(Excerpts from a location annotation dataset)
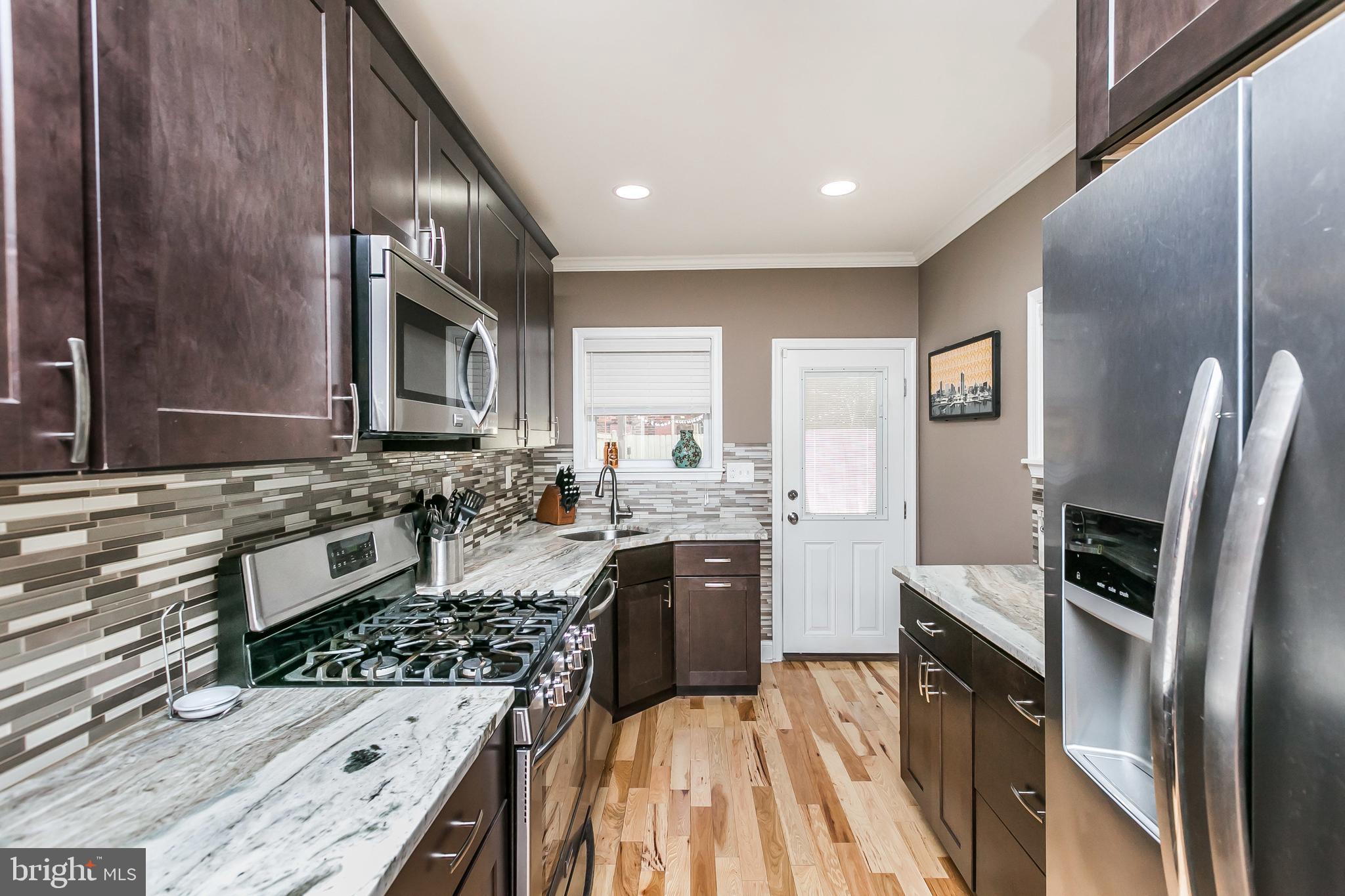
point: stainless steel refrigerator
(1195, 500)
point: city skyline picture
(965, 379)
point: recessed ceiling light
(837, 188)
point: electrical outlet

Work to complete = Could you recast the rows above as a JSON list of strings, with one string per line, no blank lines, and the pictures left out?

Finished exercise =
[
  "point: stainless steel refrigerator",
  "(1195, 500)",
  "point: city skyline picture",
  "(965, 379)",
  "point: recessed ceiling light",
  "(837, 188)",
  "point: electrical outlet"
]